EXERCISE REQUIREMENTS:
Please rewrite everything from the line containing "locate: brown fur" down to the end of the listing, swapping "soldier" for "infantryman" and leaving all else unchanged.

--- Begin PROVIDED DATA ---

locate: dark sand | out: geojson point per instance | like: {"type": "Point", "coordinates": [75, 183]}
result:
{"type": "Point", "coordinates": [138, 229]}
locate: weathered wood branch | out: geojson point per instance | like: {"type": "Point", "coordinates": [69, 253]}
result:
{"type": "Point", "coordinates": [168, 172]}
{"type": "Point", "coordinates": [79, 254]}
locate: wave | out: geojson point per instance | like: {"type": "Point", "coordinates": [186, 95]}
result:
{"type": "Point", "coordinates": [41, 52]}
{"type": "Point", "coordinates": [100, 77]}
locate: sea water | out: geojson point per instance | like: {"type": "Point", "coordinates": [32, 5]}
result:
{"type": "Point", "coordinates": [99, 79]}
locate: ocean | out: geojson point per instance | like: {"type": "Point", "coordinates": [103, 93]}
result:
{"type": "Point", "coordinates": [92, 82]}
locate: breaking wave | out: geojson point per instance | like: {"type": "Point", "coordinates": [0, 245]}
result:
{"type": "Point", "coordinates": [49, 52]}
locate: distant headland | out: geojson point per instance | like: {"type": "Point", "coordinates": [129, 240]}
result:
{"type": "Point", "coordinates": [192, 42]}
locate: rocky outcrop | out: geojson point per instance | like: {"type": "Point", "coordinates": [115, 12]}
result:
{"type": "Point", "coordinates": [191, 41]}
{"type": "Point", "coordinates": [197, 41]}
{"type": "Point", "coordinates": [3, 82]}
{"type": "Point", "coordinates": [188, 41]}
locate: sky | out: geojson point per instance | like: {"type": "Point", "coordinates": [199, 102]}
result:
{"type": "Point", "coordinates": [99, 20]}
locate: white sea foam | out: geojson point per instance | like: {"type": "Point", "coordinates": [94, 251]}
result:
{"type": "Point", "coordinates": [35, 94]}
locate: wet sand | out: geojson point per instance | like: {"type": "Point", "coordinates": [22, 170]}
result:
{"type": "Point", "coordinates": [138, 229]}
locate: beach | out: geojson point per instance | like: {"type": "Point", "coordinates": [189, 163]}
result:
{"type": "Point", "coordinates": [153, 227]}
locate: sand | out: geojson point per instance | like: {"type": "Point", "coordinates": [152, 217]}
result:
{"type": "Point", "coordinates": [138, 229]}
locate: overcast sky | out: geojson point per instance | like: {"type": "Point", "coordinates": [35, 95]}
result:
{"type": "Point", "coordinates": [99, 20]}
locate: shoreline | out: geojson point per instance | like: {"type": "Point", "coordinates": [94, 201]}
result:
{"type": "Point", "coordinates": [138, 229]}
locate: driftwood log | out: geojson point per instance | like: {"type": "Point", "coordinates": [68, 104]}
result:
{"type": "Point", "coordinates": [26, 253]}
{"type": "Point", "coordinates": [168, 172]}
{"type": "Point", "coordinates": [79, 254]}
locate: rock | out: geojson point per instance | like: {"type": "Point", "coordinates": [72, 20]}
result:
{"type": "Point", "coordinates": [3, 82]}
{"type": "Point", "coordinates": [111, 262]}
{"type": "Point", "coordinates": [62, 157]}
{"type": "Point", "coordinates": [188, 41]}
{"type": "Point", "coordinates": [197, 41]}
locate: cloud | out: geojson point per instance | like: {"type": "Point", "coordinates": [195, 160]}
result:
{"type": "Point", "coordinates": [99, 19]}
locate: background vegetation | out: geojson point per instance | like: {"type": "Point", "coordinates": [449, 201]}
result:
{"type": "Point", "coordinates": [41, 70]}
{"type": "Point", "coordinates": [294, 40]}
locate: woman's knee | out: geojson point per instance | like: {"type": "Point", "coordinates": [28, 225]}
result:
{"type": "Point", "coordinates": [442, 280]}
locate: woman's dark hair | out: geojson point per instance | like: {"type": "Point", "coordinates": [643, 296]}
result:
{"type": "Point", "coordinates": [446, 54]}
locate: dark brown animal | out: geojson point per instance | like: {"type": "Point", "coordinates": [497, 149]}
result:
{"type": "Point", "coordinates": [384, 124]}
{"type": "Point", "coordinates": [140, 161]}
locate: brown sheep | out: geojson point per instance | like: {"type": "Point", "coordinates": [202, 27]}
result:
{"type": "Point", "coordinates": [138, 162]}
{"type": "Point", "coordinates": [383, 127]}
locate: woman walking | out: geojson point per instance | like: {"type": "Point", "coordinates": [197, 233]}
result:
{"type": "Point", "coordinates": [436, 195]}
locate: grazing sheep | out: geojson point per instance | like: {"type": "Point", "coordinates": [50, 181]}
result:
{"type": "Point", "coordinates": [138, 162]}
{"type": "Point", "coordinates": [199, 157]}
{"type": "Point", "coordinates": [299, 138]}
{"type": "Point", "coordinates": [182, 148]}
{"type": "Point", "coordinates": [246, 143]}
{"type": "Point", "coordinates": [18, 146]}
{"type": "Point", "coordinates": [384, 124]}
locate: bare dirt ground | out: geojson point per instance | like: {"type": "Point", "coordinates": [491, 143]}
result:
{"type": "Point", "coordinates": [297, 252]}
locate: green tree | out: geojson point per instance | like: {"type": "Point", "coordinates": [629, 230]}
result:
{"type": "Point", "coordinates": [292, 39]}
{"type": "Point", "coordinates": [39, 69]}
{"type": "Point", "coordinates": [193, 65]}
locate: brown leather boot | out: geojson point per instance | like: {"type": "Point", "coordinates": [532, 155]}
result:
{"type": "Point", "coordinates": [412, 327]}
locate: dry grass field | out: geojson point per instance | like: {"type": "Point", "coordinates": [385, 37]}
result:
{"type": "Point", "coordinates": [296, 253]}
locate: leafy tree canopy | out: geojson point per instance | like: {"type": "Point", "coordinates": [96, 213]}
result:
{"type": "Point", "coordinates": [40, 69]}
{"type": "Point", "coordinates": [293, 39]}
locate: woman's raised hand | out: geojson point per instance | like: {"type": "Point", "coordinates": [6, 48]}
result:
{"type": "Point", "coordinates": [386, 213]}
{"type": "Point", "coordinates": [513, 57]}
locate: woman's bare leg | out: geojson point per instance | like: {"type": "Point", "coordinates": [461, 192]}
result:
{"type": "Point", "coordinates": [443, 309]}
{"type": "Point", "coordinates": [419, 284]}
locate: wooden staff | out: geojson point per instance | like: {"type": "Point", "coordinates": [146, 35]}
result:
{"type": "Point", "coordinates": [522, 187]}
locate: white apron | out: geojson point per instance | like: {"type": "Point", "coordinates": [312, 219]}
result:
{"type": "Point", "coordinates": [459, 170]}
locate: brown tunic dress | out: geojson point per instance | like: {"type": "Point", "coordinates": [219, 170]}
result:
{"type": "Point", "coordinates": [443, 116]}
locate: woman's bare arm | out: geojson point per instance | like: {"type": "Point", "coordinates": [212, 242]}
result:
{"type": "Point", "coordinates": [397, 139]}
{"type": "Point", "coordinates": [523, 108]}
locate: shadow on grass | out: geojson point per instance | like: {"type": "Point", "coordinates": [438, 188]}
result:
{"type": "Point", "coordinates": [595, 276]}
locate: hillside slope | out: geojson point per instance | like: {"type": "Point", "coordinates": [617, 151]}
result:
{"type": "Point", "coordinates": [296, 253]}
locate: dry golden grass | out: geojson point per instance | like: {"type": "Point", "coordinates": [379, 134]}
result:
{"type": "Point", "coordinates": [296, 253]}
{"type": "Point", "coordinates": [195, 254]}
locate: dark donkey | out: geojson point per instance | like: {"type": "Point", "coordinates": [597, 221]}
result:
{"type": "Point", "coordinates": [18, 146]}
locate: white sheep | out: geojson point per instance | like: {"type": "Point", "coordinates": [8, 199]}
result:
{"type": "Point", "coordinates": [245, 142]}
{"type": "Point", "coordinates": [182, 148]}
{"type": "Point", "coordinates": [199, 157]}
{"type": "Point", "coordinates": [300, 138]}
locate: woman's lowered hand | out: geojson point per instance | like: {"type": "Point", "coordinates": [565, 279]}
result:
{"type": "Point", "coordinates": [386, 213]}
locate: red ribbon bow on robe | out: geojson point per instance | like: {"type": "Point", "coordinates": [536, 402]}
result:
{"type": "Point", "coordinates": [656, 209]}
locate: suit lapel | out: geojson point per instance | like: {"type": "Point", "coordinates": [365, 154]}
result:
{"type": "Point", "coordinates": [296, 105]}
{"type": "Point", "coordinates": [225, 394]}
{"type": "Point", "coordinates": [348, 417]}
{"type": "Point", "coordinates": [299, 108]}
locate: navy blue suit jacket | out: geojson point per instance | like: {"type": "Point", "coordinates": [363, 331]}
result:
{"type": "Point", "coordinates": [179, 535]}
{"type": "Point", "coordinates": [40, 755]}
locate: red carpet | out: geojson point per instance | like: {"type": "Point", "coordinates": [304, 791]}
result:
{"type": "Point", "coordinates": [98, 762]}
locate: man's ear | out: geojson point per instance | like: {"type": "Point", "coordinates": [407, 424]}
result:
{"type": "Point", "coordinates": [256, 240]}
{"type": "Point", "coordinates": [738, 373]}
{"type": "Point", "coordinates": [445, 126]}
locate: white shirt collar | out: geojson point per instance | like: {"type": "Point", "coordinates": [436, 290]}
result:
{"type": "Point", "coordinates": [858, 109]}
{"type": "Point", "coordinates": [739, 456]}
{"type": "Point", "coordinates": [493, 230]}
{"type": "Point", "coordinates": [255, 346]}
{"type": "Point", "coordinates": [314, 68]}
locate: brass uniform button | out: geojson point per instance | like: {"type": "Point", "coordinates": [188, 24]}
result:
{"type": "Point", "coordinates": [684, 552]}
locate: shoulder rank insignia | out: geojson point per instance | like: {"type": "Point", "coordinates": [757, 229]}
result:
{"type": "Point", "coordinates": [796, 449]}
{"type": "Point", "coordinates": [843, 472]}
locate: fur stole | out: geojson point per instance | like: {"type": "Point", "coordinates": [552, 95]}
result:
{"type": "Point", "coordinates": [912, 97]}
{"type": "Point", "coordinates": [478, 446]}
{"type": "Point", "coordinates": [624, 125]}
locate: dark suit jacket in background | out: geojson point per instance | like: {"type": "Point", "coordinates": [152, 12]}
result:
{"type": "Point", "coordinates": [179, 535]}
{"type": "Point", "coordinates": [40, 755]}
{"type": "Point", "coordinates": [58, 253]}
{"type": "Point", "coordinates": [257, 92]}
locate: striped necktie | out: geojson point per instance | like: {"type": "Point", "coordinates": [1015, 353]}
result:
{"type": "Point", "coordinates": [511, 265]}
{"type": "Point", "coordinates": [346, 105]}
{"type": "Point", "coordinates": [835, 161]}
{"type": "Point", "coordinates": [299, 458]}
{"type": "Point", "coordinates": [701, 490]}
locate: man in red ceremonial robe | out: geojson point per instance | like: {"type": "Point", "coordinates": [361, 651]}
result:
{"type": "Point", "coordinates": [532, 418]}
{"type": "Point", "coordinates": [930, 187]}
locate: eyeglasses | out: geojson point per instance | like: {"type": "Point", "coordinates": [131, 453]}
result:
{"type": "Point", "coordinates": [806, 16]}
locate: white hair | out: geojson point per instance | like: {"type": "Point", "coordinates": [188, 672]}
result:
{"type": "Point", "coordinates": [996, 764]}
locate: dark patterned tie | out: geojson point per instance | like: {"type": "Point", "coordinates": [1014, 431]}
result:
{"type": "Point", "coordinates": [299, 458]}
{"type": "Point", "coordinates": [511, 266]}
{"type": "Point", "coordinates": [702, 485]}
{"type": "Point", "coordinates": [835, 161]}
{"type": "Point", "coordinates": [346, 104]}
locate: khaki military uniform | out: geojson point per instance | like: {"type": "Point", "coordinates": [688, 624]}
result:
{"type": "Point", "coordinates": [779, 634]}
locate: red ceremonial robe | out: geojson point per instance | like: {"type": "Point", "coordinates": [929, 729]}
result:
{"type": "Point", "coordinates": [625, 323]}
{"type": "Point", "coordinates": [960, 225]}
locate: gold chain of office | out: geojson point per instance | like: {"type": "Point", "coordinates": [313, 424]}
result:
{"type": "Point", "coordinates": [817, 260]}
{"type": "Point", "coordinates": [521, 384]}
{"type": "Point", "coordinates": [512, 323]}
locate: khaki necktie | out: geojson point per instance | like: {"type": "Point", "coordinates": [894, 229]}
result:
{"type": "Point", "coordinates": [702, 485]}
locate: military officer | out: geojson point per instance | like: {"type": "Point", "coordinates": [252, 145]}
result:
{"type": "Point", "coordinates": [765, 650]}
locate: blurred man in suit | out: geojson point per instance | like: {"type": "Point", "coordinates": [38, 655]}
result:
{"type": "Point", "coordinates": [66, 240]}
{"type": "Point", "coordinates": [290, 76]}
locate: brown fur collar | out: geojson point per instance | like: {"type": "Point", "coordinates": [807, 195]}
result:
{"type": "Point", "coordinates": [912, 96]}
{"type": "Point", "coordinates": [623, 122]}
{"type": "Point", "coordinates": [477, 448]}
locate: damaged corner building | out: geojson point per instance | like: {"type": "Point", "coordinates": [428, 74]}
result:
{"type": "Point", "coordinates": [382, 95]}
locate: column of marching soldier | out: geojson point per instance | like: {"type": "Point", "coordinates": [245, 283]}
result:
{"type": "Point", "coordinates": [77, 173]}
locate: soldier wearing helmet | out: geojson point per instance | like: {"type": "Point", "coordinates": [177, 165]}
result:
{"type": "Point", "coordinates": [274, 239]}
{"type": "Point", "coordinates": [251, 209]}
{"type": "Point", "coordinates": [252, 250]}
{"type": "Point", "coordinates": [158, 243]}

--- End PROVIDED DATA ---

THE SOLUTION:
locate: brown fur collar | out: geojson point per instance | like: {"type": "Point", "coordinates": [807, 195]}
result:
{"type": "Point", "coordinates": [912, 96]}
{"type": "Point", "coordinates": [623, 122]}
{"type": "Point", "coordinates": [477, 448]}
locate: damaged corner building | out: geojson point per instance | like: {"type": "Point", "coordinates": [428, 74]}
result:
{"type": "Point", "coordinates": [382, 95]}
locate: column of marching infantryman | out: geojson point per instance | like: {"type": "Point", "coordinates": [245, 283]}
result:
{"type": "Point", "coordinates": [77, 173]}
locate: infantryman wearing helmet | out: geojson point per instance | like: {"type": "Point", "coordinates": [177, 165]}
result:
{"type": "Point", "coordinates": [274, 239]}
{"type": "Point", "coordinates": [251, 209]}
{"type": "Point", "coordinates": [252, 250]}
{"type": "Point", "coordinates": [158, 243]}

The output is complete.